#### PROMPT:
Output the data below line for line with no changes, leaving out the pictures.

* begin PROVIDED DATA *

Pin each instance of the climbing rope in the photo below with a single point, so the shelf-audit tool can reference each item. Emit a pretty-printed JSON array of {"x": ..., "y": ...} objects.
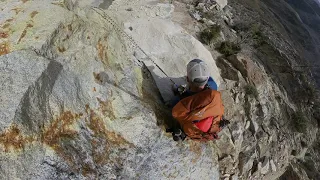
[{"x": 122, "y": 32}]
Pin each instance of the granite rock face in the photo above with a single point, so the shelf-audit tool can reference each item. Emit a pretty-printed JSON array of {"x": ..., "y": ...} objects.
[{"x": 77, "y": 101}]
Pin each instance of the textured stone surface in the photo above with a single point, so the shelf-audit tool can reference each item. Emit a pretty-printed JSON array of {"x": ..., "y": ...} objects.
[{"x": 77, "y": 102}]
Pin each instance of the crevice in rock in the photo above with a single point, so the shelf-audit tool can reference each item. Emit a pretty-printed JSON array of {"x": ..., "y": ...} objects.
[{"x": 34, "y": 109}]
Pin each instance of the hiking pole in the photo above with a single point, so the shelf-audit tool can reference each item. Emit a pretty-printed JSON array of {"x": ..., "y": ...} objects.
[{"x": 122, "y": 32}]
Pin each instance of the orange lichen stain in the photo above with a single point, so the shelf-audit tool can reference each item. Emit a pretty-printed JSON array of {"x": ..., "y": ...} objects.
[
  {"x": 104, "y": 141},
  {"x": 33, "y": 14},
  {"x": 60, "y": 129},
  {"x": 69, "y": 27},
  {"x": 4, "y": 48},
  {"x": 9, "y": 20},
  {"x": 12, "y": 139},
  {"x": 3, "y": 35},
  {"x": 61, "y": 49},
  {"x": 58, "y": 4},
  {"x": 24, "y": 32},
  {"x": 29, "y": 25},
  {"x": 97, "y": 78},
  {"x": 17, "y": 10},
  {"x": 6, "y": 25},
  {"x": 102, "y": 53},
  {"x": 106, "y": 108}
]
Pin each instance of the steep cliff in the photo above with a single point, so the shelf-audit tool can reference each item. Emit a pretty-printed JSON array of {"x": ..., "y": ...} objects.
[{"x": 78, "y": 103}]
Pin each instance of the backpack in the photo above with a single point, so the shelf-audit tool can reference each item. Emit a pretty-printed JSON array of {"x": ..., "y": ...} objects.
[{"x": 205, "y": 105}]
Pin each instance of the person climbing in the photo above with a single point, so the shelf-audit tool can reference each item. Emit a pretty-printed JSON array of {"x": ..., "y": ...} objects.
[{"x": 198, "y": 107}]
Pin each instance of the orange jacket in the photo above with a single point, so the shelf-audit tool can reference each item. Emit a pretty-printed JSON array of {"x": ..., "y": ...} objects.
[{"x": 207, "y": 103}]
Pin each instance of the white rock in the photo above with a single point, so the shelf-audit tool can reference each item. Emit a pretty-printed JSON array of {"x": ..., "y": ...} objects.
[{"x": 273, "y": 166}]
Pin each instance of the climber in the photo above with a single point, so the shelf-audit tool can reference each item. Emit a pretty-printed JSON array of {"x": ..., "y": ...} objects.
[{"x": 198, "y": 108}]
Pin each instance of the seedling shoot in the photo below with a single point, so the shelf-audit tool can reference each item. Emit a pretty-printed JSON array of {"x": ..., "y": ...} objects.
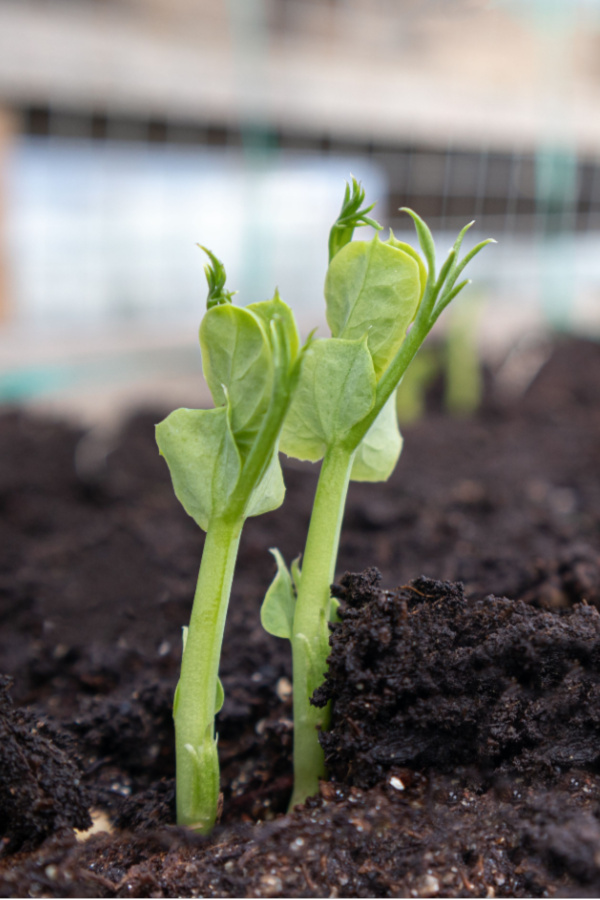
[
  {"x": 224, "y": 467},
  {"x": 382, "y": 300}
]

* end PROVIDED DATA *

#### SOLVED EXERCISE:
Pin each instance of the climbing rope in the photo below with a single point, so the shelf-audit tool can reference each item. Emit a pretty-printed JSON array of {"x": ..., "y": ...} objects.
[{"x": 122, "y": 32}]
Pin each instance of the granite rock face in the photo above with a single point, so the shelf-audit tool can reference each item. Emit a pretty-printed JSON array of {"x": ..., "y": ...} objects.
[{"x": 77, "y": 101}]
Pin each instance of the textured stone surface in the photo above with a single point, so the shelf-audit tool can reference each item. Emit a pretty-printed JSON array of {"x": ..., "y": ...} objects.
[{"x": 77, "y": 102}]
Pin each instance of the crevice in rock in the photo above with a single point, so the shelf-audit tool can reference each item. Emit a pretty-printed JSON array of {"x": ..., "y": ...} objects.
[{"x": 34, "y": 109}]
Pin each instance of the hiking pole in the photo above with a single point, so the shelf-audit tool can reference each item. Emit a pretty-printed JSON array of {"x": ..., "y": ...} objects.
[{"x": 122, "y": 32}]
Pin each instance of the orange lichen stain in the photo above with a single point, so the shelf-audit tool can reference each item. Emit a pretty-printed JSON array of {"x": ..., "y": ...} objects.
[
  {"x": 104, "y": 141},
  {"x": 33, "y": 14},
  {"x": 60, "y": 129},
  {"x": 69, "y": 27},
  {"x": 4, "y": 48},
  {"x": 9, "y": 20},
  {"x": 12, "y": 139},
  {"x": 3, "y": 35},
  {"x": 61, "y": 49},
  {"x": 58, "y": 4},
  {"x": 24, "y": 32},
  {"x": 29, "y": 25},
  {"x": 97, "y": 78},
  {"x": 17, "y": 10},
  {"x": 6, "y": 25},
  {"x": 102, "y": 53},
  {"x": 106, "y": 108}
]
Pin each instance of the steep cliff in the photo above with a single point, so the shelf-audit tool can reference each item. Emit a pretty-printed JSON array of {"x": ..., "y": ...} objects.
[{"x": 78, "y": 103}]
Pin each instance of the backpack in the photo above with a single point, so the shelf-audit tool can reference each item. Emit a pretty-printed JSON array of {"x": ..., "y": ...} objects.
[{"x": 205, "y": 105}]
Pin each instance of the person climbing in the photo above with a single point, so the shelf-audit tool can reference each item. Emit a pretty-printed JSON array of {"x": ..., "y": ...} objects.
[{"x": 198, "y": 107}]
Pin each instance of the orange jacket in the photo above with a single point, so the shelf-audit tool can reference each item. Emit a pretty-printed JSON array of {"x": ..., "y": ...} objects.
[{"x": 207, "y": 103}]
Pin each instance of the white rock in the photo above with a single point, so the shelf-audit tool can reference each item. Emit a pretty-printed JSON array of {"x": ..., "y": ...} objects.
[{"x": 273, "y": 166}]
Pin each instance of the climber in the photo above with a single point, so the shelf-audit tool can reference each item. Emit a pretty-printed JSON array of {"x": ..., "y": ...} objects.
[{"x": 198, "y": 108}]
Pin each instance of the seedling shoot in the photo below with a single point, so the shelf-audit tool can reference each item. Emit a pretty-printed JSON array of {"x": ..., "y": ...} objects.
[
  {"x": 224, "y": 467},
  {"x": 382, "y": 300}
]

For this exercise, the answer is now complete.